## Job
Please gather every row below that contains the word "tile" and copy each of those rows in full. Case counts, so only matches with the same capitalization qualify.

## Record excerpts

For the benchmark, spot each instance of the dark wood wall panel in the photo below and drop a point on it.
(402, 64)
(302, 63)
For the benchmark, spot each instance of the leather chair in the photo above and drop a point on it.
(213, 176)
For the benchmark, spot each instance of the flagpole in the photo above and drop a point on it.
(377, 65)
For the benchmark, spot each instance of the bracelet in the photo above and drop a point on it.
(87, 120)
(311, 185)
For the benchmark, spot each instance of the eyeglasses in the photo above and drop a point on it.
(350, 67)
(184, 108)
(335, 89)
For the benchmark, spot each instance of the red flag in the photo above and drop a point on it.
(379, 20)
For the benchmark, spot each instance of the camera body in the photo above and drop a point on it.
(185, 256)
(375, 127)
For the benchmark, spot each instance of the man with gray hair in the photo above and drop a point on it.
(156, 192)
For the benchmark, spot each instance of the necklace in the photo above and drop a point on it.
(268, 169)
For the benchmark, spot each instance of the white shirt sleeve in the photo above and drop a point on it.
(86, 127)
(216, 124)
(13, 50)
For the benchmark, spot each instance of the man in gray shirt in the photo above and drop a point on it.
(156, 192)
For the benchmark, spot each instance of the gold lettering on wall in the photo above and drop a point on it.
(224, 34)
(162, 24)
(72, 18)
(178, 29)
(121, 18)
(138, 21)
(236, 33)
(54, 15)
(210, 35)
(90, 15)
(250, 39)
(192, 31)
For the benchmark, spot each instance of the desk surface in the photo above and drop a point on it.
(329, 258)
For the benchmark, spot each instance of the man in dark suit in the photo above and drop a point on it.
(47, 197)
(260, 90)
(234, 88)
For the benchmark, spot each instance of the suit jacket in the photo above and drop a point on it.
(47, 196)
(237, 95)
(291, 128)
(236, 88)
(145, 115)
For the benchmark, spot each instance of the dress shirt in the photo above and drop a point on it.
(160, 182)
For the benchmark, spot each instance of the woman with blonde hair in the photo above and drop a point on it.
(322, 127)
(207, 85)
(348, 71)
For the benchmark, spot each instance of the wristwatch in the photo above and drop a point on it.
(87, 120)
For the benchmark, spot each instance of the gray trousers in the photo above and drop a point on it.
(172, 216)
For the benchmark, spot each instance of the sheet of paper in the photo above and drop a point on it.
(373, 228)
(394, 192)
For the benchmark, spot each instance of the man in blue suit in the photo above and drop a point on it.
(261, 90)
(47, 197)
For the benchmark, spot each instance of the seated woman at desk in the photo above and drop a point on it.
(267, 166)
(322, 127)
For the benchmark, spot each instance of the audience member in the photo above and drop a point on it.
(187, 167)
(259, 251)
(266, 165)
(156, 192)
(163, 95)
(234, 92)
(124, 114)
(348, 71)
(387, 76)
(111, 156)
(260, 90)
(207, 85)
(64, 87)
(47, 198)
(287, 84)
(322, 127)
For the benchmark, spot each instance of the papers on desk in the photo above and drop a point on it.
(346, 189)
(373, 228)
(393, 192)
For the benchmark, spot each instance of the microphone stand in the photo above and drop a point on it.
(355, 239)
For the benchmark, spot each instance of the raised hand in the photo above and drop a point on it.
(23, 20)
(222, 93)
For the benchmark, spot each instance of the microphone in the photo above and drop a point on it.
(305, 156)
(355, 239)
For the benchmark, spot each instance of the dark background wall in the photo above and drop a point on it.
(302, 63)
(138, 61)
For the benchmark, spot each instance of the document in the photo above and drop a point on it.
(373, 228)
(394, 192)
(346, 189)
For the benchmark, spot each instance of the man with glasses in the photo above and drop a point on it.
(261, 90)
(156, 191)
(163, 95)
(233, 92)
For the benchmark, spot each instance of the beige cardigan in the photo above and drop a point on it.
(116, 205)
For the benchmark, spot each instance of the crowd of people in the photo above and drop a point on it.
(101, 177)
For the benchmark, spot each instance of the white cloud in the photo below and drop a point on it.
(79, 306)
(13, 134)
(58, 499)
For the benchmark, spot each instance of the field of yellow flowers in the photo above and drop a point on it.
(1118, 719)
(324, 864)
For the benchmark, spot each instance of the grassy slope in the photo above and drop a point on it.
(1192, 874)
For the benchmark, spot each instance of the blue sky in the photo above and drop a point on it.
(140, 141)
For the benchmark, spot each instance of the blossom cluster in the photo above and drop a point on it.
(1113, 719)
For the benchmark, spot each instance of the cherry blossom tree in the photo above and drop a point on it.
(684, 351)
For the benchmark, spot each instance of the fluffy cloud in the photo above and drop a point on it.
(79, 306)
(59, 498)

* * *

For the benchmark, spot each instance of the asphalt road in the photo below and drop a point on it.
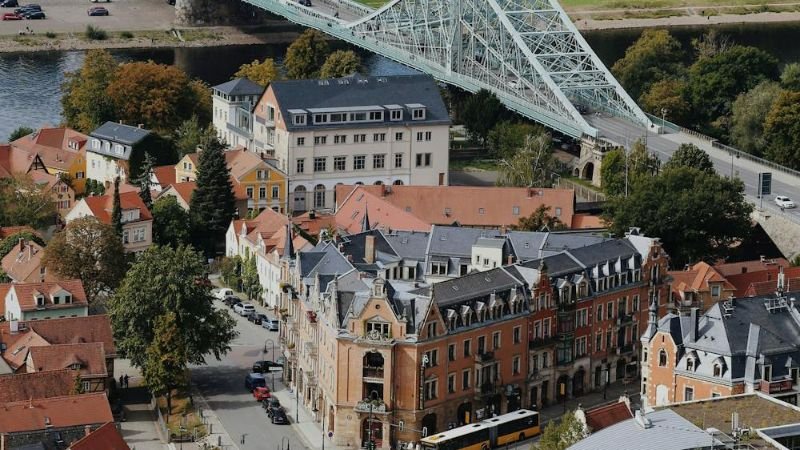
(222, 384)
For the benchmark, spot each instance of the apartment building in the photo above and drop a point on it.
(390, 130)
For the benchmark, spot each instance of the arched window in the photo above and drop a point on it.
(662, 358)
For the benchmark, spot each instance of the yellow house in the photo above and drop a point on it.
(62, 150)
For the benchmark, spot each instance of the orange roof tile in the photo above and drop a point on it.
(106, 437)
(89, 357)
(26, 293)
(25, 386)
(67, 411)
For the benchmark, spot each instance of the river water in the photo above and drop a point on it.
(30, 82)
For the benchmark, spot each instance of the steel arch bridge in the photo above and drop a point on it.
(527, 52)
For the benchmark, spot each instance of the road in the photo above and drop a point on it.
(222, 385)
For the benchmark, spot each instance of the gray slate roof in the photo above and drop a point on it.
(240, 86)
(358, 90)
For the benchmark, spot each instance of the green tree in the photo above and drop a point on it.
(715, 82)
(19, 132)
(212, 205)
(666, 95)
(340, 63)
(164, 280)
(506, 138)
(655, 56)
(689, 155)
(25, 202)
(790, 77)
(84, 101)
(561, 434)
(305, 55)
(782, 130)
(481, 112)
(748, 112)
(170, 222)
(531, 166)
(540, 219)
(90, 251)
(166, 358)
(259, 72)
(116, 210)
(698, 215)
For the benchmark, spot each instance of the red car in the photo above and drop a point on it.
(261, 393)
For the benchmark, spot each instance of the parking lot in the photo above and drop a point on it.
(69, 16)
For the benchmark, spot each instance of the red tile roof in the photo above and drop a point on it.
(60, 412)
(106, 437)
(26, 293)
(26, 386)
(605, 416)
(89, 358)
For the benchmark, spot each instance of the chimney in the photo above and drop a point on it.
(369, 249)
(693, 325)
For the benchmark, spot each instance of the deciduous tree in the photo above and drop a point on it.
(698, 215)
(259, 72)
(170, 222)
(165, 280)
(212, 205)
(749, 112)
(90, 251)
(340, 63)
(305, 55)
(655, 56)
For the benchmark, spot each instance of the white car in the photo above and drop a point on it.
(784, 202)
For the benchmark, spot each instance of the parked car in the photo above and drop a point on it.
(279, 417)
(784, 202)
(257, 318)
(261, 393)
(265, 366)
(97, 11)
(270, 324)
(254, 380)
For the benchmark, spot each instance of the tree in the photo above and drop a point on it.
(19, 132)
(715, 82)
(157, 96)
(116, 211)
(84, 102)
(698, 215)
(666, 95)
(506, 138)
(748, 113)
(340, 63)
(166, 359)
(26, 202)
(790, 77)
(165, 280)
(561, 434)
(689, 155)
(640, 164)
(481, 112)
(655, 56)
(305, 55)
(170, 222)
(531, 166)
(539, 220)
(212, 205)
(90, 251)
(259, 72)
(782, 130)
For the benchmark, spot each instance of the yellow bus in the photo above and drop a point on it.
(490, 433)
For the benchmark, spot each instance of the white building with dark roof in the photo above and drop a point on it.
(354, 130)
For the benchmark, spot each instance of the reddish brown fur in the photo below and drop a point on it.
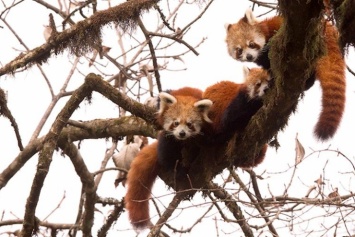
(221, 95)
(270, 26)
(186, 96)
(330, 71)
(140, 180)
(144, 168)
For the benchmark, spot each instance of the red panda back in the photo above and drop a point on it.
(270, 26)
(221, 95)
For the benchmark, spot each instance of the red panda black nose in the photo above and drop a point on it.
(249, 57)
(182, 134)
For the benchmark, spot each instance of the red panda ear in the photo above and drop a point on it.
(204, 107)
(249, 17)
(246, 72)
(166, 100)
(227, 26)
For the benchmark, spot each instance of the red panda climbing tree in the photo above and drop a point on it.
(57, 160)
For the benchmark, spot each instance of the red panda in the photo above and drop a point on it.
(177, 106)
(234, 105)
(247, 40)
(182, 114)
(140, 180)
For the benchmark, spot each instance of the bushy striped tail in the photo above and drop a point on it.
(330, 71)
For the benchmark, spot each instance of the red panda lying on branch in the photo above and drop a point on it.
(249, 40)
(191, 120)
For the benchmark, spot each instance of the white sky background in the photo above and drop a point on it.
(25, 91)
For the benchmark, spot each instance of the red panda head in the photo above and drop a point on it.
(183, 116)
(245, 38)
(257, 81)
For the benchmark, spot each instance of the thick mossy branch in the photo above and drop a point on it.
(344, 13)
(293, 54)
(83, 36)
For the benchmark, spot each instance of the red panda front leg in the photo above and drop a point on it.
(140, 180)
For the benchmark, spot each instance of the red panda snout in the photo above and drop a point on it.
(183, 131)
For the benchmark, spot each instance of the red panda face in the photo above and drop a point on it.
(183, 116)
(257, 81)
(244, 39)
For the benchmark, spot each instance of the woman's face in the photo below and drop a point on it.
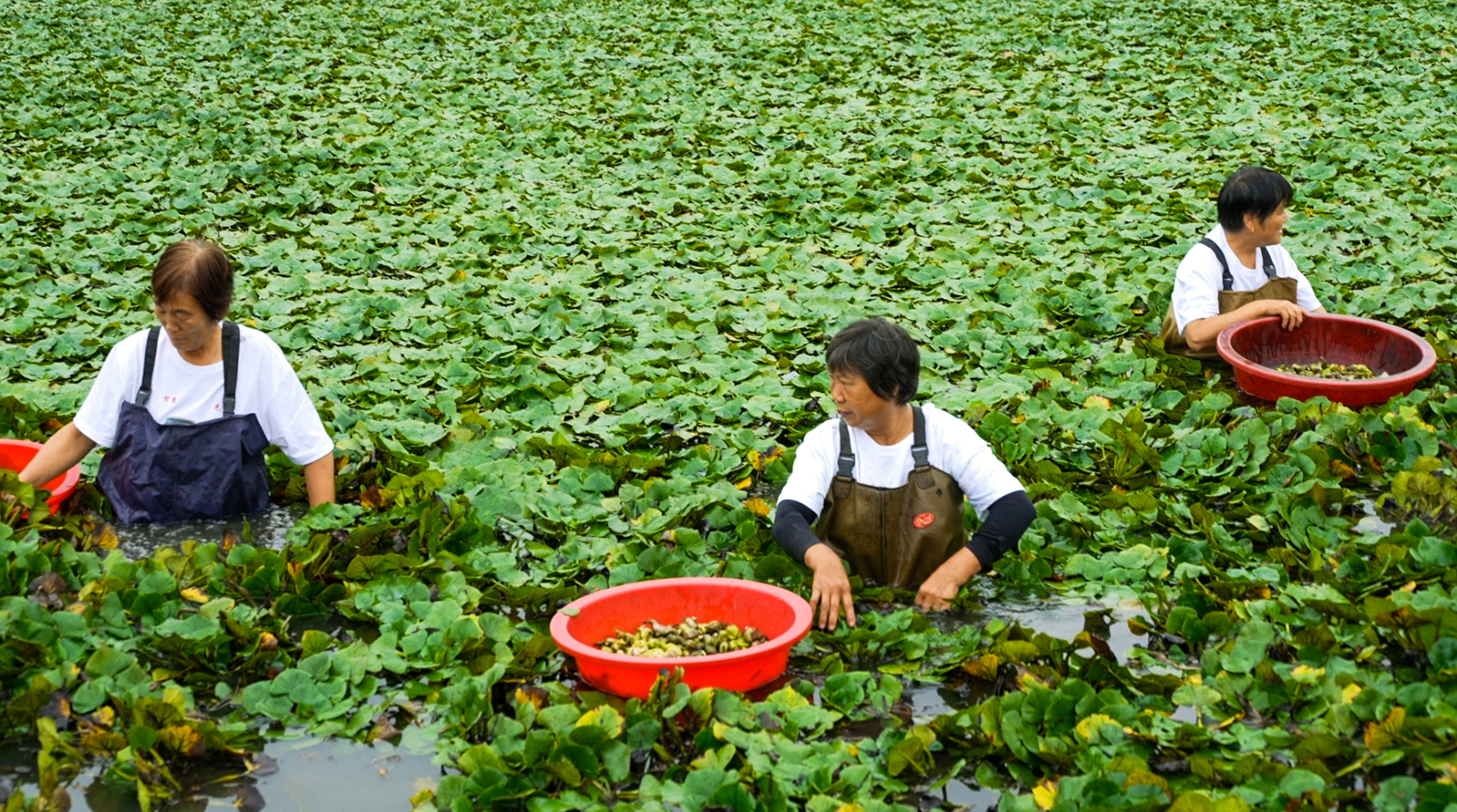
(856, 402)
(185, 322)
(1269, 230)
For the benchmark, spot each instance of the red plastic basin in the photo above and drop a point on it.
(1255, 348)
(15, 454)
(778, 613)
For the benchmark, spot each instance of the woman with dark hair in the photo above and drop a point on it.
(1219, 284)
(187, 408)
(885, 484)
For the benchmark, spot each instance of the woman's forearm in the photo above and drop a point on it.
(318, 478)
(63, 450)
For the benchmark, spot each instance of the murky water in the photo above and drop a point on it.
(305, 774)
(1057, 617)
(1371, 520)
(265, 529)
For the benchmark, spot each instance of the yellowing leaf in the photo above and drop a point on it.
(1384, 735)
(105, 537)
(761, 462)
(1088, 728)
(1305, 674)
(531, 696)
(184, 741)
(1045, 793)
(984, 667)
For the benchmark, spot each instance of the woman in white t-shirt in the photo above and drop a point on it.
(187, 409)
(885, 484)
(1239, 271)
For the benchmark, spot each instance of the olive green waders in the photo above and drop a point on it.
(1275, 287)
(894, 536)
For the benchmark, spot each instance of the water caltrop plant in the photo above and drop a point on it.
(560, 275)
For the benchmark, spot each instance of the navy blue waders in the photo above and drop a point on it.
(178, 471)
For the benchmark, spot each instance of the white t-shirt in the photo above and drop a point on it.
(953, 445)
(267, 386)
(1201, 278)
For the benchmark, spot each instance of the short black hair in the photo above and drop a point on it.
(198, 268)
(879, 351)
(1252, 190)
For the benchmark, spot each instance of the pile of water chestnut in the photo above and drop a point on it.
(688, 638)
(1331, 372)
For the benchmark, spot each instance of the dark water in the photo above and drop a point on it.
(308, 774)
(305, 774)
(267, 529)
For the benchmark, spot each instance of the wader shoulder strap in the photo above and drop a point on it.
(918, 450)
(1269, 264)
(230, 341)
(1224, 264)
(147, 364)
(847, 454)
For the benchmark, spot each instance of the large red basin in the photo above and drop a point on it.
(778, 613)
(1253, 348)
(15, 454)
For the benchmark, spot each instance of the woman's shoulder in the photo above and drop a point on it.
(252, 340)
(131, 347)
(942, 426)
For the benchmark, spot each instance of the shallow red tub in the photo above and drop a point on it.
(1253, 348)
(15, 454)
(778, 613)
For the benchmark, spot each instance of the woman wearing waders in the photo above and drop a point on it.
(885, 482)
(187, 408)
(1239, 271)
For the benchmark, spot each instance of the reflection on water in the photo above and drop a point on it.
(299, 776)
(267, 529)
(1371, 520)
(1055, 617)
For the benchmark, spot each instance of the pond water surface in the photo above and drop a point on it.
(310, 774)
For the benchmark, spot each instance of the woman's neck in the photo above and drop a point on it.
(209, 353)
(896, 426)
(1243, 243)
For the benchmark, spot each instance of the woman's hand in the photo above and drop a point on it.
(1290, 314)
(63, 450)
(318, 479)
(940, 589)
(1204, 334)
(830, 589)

## Written solution
For the benchmark, spot each instance of the orange roof tile in the photo above and drop a point on it.
For the benchmark, spot each instance of the red tile roof in the photo above and drop a point on it.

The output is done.